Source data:
■ ■ ■ ■ ■

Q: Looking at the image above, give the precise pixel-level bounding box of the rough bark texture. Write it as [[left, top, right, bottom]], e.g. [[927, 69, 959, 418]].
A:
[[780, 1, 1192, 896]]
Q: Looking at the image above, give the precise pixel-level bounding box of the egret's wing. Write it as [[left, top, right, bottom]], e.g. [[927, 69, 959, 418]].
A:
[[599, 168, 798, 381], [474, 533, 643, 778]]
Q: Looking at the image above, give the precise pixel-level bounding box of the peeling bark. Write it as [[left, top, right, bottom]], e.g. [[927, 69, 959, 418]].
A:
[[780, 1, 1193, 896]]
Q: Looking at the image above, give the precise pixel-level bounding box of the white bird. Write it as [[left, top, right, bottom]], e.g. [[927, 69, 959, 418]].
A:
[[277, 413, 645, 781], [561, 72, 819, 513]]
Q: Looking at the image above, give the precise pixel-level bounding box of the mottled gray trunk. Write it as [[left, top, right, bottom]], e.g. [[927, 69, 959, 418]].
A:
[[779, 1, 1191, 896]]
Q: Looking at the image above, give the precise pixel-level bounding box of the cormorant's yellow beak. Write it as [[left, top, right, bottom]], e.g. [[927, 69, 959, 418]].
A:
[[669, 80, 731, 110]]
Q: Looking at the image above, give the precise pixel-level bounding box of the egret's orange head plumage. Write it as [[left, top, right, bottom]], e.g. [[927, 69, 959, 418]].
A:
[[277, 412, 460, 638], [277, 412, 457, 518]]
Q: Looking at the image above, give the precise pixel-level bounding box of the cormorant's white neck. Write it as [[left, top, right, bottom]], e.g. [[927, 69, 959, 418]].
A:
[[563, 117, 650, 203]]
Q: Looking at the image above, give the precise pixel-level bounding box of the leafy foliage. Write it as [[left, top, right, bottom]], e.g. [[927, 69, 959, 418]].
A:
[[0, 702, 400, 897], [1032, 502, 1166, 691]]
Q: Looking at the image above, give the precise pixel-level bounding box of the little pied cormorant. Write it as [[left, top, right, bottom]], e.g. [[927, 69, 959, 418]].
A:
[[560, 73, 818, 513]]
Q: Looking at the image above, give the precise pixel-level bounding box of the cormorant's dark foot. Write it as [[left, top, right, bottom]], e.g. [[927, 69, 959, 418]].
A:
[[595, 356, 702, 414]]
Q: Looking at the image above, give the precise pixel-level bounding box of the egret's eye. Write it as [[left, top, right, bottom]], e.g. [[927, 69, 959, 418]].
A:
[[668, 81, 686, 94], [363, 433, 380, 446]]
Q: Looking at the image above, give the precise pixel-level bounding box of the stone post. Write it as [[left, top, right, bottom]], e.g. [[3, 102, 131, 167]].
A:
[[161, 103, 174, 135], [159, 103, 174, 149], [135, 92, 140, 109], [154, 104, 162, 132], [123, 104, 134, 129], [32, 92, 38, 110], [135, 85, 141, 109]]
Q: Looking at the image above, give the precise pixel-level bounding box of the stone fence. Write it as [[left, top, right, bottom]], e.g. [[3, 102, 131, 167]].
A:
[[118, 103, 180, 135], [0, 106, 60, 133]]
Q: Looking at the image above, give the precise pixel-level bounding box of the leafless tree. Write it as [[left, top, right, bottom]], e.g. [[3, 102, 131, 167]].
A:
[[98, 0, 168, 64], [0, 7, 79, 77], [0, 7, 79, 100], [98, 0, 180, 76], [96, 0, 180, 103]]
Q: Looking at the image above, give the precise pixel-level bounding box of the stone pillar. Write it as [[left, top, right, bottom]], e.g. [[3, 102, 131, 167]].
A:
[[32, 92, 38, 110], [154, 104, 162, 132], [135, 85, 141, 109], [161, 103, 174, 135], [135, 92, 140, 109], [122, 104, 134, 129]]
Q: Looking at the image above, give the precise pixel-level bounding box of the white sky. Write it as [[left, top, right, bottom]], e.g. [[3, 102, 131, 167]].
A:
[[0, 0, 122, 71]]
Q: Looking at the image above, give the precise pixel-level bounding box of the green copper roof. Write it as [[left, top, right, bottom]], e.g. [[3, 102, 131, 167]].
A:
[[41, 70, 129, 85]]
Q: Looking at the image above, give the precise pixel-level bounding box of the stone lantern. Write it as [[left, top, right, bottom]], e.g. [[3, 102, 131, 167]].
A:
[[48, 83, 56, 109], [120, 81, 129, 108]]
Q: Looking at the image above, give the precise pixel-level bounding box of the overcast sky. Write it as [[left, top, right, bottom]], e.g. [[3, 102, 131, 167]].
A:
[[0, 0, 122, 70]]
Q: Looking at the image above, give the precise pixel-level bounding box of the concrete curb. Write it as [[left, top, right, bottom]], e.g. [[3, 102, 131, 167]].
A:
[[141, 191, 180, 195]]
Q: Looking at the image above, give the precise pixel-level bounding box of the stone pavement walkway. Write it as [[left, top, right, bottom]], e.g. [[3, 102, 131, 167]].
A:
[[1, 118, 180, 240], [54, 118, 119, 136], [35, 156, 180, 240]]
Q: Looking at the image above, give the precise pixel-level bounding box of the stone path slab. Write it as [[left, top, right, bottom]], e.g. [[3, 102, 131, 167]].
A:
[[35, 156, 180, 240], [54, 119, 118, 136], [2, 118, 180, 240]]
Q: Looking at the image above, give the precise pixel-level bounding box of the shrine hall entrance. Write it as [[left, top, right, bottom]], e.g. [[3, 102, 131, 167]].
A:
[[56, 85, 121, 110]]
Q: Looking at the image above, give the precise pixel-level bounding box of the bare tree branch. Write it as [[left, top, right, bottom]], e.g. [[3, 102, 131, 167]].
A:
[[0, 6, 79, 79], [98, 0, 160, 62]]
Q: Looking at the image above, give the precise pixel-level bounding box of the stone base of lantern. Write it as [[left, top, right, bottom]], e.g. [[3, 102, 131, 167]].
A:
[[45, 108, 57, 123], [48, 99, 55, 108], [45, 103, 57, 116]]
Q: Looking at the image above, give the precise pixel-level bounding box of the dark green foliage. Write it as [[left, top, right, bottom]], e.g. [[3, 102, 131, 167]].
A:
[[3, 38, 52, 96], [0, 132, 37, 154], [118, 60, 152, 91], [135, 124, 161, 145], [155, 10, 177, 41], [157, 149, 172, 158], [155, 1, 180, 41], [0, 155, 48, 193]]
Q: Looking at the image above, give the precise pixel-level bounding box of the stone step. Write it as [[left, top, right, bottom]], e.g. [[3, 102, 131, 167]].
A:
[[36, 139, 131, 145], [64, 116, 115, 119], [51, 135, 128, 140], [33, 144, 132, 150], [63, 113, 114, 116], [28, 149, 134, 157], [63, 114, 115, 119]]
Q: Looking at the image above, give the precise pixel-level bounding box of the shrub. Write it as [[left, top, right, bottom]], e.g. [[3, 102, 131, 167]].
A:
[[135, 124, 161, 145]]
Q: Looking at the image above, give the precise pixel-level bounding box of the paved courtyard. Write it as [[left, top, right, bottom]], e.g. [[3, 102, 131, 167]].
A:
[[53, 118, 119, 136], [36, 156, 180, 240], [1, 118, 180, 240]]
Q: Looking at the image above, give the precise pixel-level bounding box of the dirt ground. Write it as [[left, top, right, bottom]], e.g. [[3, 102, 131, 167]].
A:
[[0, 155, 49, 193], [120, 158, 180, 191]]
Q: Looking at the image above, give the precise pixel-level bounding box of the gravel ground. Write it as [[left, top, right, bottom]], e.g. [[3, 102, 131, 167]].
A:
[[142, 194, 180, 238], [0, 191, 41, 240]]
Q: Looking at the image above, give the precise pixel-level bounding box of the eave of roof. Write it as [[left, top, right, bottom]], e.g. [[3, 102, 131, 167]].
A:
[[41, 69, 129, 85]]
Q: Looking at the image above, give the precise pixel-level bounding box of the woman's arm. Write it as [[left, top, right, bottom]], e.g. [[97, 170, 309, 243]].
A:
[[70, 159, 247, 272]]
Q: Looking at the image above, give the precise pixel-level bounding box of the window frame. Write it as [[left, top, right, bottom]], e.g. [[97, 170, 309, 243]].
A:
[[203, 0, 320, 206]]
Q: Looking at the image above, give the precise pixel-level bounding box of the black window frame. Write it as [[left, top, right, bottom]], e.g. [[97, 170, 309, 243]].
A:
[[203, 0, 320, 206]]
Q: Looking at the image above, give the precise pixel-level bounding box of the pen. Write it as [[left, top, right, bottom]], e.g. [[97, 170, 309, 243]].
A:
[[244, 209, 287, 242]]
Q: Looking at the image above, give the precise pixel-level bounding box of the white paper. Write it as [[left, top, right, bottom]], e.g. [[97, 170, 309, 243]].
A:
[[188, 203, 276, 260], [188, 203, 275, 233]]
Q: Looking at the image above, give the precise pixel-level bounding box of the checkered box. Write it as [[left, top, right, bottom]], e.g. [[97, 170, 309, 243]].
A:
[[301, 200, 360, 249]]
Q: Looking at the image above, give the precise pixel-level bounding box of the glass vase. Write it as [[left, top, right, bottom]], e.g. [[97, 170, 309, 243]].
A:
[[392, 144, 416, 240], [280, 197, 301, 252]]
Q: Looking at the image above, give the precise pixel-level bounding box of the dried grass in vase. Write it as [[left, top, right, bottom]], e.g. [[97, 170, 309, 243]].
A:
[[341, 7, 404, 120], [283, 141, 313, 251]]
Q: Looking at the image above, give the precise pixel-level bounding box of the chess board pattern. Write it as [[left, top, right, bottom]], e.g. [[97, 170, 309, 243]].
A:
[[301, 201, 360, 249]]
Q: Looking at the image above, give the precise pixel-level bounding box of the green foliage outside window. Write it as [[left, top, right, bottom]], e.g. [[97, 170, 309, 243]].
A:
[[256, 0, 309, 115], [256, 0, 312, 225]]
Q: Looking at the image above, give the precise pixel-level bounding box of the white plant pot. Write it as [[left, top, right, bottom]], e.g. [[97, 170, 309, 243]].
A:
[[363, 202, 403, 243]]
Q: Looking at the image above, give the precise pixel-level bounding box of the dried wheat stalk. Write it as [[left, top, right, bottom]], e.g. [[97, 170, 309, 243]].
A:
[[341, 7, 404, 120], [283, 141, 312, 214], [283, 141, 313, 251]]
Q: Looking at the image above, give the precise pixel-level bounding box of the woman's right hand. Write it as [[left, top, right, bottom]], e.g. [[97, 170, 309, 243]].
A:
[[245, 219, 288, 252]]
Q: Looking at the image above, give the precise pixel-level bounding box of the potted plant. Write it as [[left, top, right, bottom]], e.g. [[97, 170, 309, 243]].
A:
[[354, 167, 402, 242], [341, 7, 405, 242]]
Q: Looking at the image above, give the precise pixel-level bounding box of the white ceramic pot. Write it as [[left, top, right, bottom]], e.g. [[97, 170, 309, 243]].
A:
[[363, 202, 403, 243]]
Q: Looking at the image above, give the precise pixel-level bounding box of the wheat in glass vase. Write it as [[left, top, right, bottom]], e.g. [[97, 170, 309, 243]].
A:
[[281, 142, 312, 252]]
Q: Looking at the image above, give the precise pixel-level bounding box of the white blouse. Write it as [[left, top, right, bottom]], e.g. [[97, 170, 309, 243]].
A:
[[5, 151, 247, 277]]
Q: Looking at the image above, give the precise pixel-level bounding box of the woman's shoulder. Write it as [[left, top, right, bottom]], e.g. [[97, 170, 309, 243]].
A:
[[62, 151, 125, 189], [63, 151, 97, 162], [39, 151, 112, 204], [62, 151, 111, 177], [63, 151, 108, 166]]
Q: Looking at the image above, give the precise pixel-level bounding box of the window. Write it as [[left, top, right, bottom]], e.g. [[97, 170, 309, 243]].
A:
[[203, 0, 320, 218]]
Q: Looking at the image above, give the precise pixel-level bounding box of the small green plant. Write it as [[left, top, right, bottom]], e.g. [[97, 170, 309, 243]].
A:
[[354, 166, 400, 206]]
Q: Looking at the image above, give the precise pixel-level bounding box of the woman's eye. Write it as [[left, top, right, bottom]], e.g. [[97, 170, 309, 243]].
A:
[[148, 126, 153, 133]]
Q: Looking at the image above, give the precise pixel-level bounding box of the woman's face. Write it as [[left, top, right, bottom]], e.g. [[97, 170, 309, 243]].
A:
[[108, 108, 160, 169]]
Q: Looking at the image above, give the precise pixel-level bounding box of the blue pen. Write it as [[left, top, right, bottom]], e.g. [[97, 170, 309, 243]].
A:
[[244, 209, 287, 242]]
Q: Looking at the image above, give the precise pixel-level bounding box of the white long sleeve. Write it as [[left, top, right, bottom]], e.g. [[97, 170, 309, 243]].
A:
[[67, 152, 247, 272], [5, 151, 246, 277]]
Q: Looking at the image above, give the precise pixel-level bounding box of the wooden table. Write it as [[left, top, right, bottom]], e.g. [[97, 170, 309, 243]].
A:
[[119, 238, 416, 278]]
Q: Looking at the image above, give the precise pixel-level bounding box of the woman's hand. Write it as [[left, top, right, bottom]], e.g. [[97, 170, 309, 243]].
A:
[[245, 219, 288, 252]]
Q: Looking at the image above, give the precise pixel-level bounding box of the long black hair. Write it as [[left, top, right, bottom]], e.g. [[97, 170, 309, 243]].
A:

■ ■ ■ ■ ■

▶ [EXERCISE REQUIREMENTS]: Go through the entries and return each line where the word "white" appears.

▶ [RESPONSE AREA]:
Q: Looking at the image above, give the precise pixel-level bounding box of the white bird. Write it as [[left, top, right, bottom]], e.g. [[927, 69, 959, 418]].
Q: Looking at the image above, give the precise pixel-level bounding box of the cormorant's white neck. Write it as [[left, top, right, bottom]], e.g. [[927, 69, 959, 418]].
Q: Looking at the image above, give the precise pixel-level bounding box of the white sky. Write it as [[left, top, right, bottom]], e.g. [[3, 102, 131, 167]].
Q: Looking at the image above, give the precise pixel-level bounding box of the white paper. Write it as [[left, top, right, bottom]], e.g. [[97, 170, 309, 243]].
Q: Looking at the image above, give the precise pixel-level bounding box of the white plant pot. Write it as [[left, top, right, bottom]], e.g. [[97, 170, 309, 243]].
Q: Looking at the image above, give the precise pixel-level bounding box of the white ceramic pot. Write it as [[left, top, right, bottom]], e.g. [[97, 170, 309, 243]].
Q: Looking at the image above, give the precise pixel-level bounding box of the white blouse. Write it as [[left, top, right, bottom]], e.g. [[97, 170, 309, 243]].
Q: Looking at the image above, give the precise pixel-level bounding box of the white long sleeve. Write it as [[left, top, right, bottom]], e.g. [[97, 170, 309, 243]].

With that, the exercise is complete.